# EXERCISE INSTRUCTIONS:
Give back every line of the material exactly, as it appears below.

==== RECORDS

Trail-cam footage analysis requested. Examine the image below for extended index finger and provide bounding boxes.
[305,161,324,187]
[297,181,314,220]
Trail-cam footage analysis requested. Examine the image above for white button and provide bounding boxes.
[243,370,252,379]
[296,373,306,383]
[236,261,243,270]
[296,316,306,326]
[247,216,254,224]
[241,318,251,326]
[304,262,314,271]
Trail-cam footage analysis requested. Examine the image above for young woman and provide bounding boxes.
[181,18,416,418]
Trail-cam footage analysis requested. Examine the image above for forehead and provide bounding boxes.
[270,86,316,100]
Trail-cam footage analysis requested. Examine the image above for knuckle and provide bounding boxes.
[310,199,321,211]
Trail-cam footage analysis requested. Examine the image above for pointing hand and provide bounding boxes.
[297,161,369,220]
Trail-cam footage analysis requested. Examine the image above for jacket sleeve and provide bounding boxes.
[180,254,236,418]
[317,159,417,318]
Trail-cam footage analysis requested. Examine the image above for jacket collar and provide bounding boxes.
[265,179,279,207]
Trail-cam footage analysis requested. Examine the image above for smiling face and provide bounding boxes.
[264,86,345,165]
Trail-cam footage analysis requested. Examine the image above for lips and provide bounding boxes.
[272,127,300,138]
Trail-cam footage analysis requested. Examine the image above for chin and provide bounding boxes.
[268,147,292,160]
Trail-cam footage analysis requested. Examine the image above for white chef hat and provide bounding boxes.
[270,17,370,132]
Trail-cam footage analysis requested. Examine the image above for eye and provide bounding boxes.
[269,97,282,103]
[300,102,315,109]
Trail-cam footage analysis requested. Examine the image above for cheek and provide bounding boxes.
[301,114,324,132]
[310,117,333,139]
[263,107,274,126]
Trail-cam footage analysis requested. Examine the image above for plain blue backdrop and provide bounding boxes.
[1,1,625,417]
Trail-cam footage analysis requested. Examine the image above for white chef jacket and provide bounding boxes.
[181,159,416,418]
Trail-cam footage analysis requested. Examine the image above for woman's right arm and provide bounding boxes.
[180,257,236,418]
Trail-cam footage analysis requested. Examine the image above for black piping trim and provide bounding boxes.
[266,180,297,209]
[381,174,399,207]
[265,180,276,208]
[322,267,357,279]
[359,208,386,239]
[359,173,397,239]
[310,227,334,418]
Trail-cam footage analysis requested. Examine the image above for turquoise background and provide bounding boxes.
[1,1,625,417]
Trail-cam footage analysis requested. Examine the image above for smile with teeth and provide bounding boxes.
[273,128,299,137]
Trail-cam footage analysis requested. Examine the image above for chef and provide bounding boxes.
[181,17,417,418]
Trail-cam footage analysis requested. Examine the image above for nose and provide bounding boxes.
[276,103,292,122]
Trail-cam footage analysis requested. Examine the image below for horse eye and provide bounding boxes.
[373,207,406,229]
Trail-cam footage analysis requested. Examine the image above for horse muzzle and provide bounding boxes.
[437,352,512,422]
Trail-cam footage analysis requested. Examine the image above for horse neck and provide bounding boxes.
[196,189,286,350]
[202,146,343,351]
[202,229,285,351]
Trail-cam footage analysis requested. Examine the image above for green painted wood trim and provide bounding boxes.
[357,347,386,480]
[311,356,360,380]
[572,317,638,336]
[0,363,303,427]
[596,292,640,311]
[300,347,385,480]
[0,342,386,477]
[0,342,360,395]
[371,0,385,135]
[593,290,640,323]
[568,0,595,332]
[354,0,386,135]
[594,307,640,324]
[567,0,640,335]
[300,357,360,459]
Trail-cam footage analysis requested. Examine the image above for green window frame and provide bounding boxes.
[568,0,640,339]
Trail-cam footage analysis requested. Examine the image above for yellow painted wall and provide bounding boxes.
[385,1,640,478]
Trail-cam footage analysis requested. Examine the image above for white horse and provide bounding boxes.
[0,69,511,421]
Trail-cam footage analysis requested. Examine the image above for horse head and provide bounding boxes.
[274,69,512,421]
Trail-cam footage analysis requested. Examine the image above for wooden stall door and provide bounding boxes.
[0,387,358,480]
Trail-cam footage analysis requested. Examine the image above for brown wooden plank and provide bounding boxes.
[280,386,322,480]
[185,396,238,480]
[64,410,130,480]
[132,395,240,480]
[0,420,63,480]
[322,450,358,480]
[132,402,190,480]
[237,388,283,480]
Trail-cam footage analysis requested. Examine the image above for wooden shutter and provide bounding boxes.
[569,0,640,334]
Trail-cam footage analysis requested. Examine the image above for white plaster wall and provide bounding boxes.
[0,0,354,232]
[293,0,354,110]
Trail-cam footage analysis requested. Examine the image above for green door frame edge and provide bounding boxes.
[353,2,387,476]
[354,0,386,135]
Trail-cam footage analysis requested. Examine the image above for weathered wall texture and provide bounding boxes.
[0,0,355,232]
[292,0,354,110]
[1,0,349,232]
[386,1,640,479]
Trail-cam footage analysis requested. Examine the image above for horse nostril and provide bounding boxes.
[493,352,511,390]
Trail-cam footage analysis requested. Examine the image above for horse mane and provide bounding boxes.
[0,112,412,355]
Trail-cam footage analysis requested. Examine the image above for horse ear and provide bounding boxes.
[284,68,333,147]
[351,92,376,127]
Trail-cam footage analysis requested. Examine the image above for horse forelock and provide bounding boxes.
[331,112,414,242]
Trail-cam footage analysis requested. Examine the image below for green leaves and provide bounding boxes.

========

# RESULT:
Trail-cam footage analysis requested. Examine the image below for extended index finger and provide bounding boxes.
[305,161,324,187]
[297,181,314,220]
Trail-cam footage analysis requested. Examine the image above for white button and provide bounding boxes.
[243,370,252,379]
[296,373,306,383]
[236,261,243,270]
[296,316,306,326]
[247,216,254,224]
[241,318,251,326]
[304,262,314,271]
Trail-cam footage analysis requested. Examine the image above for young woman and provide bounding boxes.
[181,18,416,418]
Trail-cam footage analysis requested. Examine the image above for forehead and provide bounding boxes.
[270,86,316,100]
Trail-cam footage analysis requested. Examine the image above for knuckle and provide bounding boxes.
[310,199,321,211]
Trail-cam footage analysis requested. Examine the image above for pointing hand and provide bounding boxes.
[297,161,369,220]
Trail-cam footage analysis requested. Examine the image above for jacket sleeve and provide bounding boxes.
[180,254,236,418]
[317,159,417,318]
Trail-cam footage analysis requested. Examine the image above for jacket collar and provide bounding boxes.
[265,179,279,207]
Trail-cam footage analysis requested. Examine the image above for smiling face and provide bounding boxes.
[264,86,345,165]
Trail-cam footage analysis requested. Examine the image above for lips and provide bounding boxes.
[272,127,300,138]
Trail-cam footage analysis requested. Examine the image above for chin and provide bounding boxes.
[268,147,292,160]
Trail-cam footage analysis requested. Examine the image above for white chef hat and provide bounding boxes.
[270,17,370,132]
Trail-cam footage analysis requested. Examine the image above for eye and provide bounding boxes.
[269,97,282,103]
[300,102,315,109]
Trail-cam footage analysis requested. Examine the image above for cheek and provide bounding boxes.
[301,114,324,132]
[310,117,333,139]
[263,107,274,126]
Trail-cam footage analysis requested. Examine the image above for plain blue backdrop and provide bounding boxes.
[1,1,625,417]
Trail-cam footage analysis requested. Examine the image above for white chef jacket and provide bounding boxes.
[181,159,416,418]
Trail-cam footage analysis requested. Examine the image above for woman's right arm and provide bounding boxes.
[180,257,236,418]
Trail-cam footage analysis requested. Examine the image above for black piping trim and provide bounding boxes.
[266,180,297,209]
[381,174,399,207]
[265,180,276,208]
[322,267,357,279]
[359,208,386,239]
[359,173,397,239]
[310,227,334,418]
Trail-cam footage analysis requested. Examine the image above for turquoise background and provide bounding boxes.
[1,1,625,417]
Trail-cam footage analysis requested. Examine the image above for smile with teeth and provide bounding boxes.
[273,128,299,137]
Trail-cam footage analysis requested. Examine the image above for chef and provide bounding boxes.
[181,17,417,418]
Trail-cam footage analysis requested. Examine the image above for nose and provide bounding boxes.
[276,103,292,122]
Trail-cam footage analysis requested. Examine the image below for horse eye and provide bounding boxes.
[373,207,406,229]
Trail-cam footage analysis requested. Examine the image above for horse muzzle and provide bounding boxes.
[437,352,512,422]
Trail-cam footage analysis requested. Examine the image above for horse neck and provide bounding boxes.
[196,189,286,350]
[202,146,343,351]
[202,229,285,351]
Trail-cam footage analysis requested. Examine the image above for green painted wood trim and provide bounding boxes.
[357,347,386,480]
[311,356,360,380]
[572,317,638,336]
[0,363,303,427]
[596,292,640,311]
[300,347,385,480]
[0,342,386,477]
[0,342,360,395]
[371,0,385,135]
[593,290,640,323]
[568,0,595,332]
[354,0,386,135]
[594,307,640,324]
[567,0,640,335]
[300,357,360,459]
Trail-cam footage analysis requested. Examine the image above for green window frame and provide bounding boxes.
[568,0,640,339]
Trail-cam footage analysis requested. Examine the image above for yellow painted wall and provide bounding boxes.
[385,1,640,478]
Trail-cam footage analysis requested. Examine the image above for white horse and provide bounding boxes.
[0,69,511,421]
Trail-cam footage analysis requested. Examine the image above for horse head and provide bounding boxes.
[274,69,512,421]
Trail-cam footage analysis requested. Examine the image above for wooden stall door and provide bounding boxes.
[0,387,358,480]
Trail-cam footage analysis requested. Examine the image above for brown wooden plank and provide bounding boxes.
[280,386,322,480]
[185,396,238,480]
[64,410,130,480]
[132,395,240,480]
[0,420,63,480]
[322,450,358,480]
[132,402,190,480]
[237,388,283,480]
Trail-cam footage analysis requested. Examine the image above for wooden shutter and provide bounding boxes.
[569,0,640,334]
Trail-cam footage analysis requested. Examine the image above for white plaster wall and provide bounding boxes.
[0,0,354,232]
[293,0,354,110]
Trail-cam footage analysis requested. Examine the image above for green door frame edge and provide bounding boxes.
[353,2,387,476]
[354,0,386,135]
Trail-cam footage analysis requested. Examine the image above for weathered wall texture and provide bounding boxes.
[0,0,355,232]
[292,0,354,110]
[1,0,349,232]
[386,1,640,479]
Trail-cam footage analysis requested. Examine the image above for horse nostril and provide bounding boxes.
[493,352,511,390]
Trail-cam footage analysis requested. Examine the image above for horse mane and provide bounding boxes.
[0,112,412,355]
Trail-cam footage analysis requested. Examine the image above for horse ear and provide bounding boxes.
[284,68,333,147]
[351,92,376,127]
Trail-cam footage analysis requested. Examine the image above for horse forelock and provide bounding boxes.
[331,112,414,242]
Trail-cam footage analysis requested. Examine the image below for green leaves and provide bounding boxes.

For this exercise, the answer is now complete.